QUOTED TEXT
* begin *
Or, if you can remove the entire command prompt in favor of a more streamlined read-edit-test workflow, that seems ideal in terms of intelligibility. I would suggest making the programmatical interface more prominent (present it as a first-class alternative to the Web one). Since the idea of the site seems to be demonstrating developer ability, I expect many users will be put off at the notion of using a Web UI to do significant amounts of programming; even JS coders don't live in the one-line REPL of a browser inspector.

How do I get to those docs? I browsed the list on the left of https://www.stockfighter.io/trainer/dox but didn't see anything that explained where programs are stored after compilation. The "Command Reference" mentions compile, but the relationship between compile/run/flash/vmload/vmexec isn't clearly described; is "run" simply a convenience wrapper around the others (excluding compile)? What does the "vm" prefix imply? Why does compile take an argument, but the rest don't? Is there utility in, say, compiling and flashing, but not vmloading, a program (e.g. cache invalidation if we can flash underneath a different running program)? Or is this needless flexibility?

I originally skipped the guided tour, figuring that since I'm familiar with machine-level debugging and AVR in particular it would be a waste of time, but now see that it explains some of the expected workflow, though it's mixed with explanations of basic architecture concepts.

If it keeps you generating feedback like that, be as mean as you like! I need stuff like this.

The source file thing is definitely strange. I could just lose it entirely; save your own files! That's how the termbox client works. It made slightly more sense when it was driven from the CLI.

"compile" in the debugger is vestigial, but if we think it makes sense to have it do something useful, let's have it do something useful. I'll have it do what the compile button does, and also print a summary of the generated program. It'll be immediately clear what it does. I'll make "load" do something sensible too.

I think more people want me to have a command line than want a completely streamlined interface, but I think I have some work to do on making the command line work better.

There is utility, later on, in looking more carefully at the individual steps of getting a program to run, but there is not much utility to it in earlier levels. I can hide those commands earlier; I didn't because that'd be kind of a tell. Earlier on this year, I wanted this interface to capture more of the annoyance of figuring out a realistically complicated target (rather than it being immediately clear what your objective was), but I'm moving away from that now.

It's definitely very tricky to write documentation for this that makes sense to reversers or embedded devs and that works for the people who've never done any of this kind of stuff. Maybe I shouldn't be trying to accomplish both things in one set of documents!

My #1 takeaway from your original comment: I need to do an audit of all the command line commands and have them all be discoverable by running them and seeing what happens. That is definitely not the case right now, and it's a very easy gap for me to close.
* end *
SET PROBLEM A
Decide whether each statement agrees with the Stockfighter discussion, answering yes or no and quoting the words that settle it: (i) the termbox client leaves users to save their own files; (ii) the "compile" command in the debugger will be removed entirely; (iii) the writer believes more people want a command line than a completely streamlined interface.
The entries have no connection to the Stockfighter discussion.

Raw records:
* begin *
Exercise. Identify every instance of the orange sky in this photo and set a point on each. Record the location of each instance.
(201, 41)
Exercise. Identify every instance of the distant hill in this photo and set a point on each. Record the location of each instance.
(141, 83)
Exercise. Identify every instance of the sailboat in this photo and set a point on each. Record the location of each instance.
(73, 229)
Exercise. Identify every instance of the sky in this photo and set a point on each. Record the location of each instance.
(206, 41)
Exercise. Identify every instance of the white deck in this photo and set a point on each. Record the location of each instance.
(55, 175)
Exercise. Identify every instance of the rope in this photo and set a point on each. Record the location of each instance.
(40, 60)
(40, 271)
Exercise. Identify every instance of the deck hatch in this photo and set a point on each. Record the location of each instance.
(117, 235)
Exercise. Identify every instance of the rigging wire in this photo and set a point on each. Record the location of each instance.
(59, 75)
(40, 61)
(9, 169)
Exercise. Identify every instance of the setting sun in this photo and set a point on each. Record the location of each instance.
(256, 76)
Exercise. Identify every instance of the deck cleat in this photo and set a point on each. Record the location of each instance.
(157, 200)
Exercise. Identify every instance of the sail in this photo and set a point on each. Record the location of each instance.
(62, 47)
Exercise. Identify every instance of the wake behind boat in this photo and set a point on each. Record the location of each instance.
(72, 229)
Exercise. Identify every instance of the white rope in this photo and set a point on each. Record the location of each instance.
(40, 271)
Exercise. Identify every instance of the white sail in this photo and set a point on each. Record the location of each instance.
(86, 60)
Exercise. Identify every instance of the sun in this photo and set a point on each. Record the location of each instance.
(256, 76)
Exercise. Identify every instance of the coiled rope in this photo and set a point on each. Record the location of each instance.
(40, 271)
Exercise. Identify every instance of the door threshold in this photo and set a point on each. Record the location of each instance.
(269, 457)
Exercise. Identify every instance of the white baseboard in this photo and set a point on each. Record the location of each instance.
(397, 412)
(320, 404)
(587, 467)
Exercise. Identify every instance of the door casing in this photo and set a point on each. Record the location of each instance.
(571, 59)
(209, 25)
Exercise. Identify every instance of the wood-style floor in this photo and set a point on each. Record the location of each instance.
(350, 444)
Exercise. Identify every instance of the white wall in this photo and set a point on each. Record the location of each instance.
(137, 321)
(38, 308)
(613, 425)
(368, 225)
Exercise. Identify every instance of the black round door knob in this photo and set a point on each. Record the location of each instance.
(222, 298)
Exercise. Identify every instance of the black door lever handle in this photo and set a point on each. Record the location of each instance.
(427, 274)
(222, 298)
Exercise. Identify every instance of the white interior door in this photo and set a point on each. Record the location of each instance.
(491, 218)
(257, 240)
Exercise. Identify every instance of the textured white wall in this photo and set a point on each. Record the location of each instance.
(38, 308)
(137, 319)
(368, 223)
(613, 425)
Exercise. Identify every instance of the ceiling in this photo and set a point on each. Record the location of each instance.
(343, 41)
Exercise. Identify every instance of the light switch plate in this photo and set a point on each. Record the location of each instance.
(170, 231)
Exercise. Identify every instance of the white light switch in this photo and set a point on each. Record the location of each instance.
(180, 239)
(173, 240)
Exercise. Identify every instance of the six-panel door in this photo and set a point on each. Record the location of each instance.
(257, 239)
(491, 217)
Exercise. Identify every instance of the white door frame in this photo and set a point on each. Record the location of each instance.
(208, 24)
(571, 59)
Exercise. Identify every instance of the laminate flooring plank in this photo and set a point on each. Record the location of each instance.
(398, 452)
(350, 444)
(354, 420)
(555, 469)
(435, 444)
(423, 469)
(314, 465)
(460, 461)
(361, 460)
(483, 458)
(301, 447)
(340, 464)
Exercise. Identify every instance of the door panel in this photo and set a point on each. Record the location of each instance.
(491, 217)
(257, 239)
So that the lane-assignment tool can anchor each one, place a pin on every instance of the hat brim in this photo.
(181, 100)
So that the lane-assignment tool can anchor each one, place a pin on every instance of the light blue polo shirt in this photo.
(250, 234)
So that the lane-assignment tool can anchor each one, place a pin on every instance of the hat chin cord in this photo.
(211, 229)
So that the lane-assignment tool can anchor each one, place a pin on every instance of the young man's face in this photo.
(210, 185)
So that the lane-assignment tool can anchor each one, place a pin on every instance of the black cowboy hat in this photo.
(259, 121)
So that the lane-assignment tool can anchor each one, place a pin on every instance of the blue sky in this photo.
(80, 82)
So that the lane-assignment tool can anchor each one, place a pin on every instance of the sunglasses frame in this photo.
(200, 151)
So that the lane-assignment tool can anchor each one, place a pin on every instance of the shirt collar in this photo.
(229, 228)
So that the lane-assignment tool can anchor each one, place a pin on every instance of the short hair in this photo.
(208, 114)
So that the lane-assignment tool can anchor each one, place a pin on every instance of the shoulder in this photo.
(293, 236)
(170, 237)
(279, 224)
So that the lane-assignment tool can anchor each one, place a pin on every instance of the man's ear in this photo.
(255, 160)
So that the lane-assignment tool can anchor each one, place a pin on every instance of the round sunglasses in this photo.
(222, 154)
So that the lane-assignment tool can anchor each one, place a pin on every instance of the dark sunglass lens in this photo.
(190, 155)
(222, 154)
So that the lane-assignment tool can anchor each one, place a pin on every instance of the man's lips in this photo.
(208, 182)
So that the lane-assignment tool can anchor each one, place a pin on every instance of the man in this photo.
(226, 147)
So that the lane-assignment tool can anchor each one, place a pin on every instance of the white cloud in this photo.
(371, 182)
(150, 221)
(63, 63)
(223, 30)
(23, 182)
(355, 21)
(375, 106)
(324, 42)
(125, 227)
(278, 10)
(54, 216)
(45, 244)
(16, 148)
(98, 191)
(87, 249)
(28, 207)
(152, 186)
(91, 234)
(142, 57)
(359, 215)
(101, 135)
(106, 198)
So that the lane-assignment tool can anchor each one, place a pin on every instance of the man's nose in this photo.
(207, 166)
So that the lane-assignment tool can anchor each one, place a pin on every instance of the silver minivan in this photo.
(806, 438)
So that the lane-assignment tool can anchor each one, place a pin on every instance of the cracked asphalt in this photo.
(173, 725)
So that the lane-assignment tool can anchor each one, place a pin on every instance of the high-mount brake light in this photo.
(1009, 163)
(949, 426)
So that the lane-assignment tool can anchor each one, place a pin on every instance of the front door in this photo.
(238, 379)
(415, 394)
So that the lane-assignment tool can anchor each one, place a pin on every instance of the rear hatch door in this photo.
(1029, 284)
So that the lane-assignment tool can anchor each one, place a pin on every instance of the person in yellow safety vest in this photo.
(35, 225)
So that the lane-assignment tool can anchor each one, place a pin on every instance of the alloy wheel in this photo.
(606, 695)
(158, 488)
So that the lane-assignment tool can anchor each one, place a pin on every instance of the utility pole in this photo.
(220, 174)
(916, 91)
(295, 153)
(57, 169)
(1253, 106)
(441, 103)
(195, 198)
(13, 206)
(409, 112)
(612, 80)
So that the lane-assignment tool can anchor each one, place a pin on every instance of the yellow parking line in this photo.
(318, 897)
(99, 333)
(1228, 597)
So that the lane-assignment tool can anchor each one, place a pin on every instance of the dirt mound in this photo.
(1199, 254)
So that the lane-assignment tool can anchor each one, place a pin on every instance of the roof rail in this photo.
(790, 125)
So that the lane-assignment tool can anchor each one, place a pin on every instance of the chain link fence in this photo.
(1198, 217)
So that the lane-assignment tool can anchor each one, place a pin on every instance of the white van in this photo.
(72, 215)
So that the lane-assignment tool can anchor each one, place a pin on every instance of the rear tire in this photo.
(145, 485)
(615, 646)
* end *
SET PROBLEM B
Count the lines of the entries that contain the string "frame", matching case, and give only the number.

FULL OUTPUT A
(i) Yes: "save your own files! That's how the termbox client works."
(ii) No: "I'll have it do what the compile button does, and also print a summary of the generated program."
(iii) Yes: "I think more people want me to have a command line than want a completely streamlined interface"

FULL OUTPUT B
2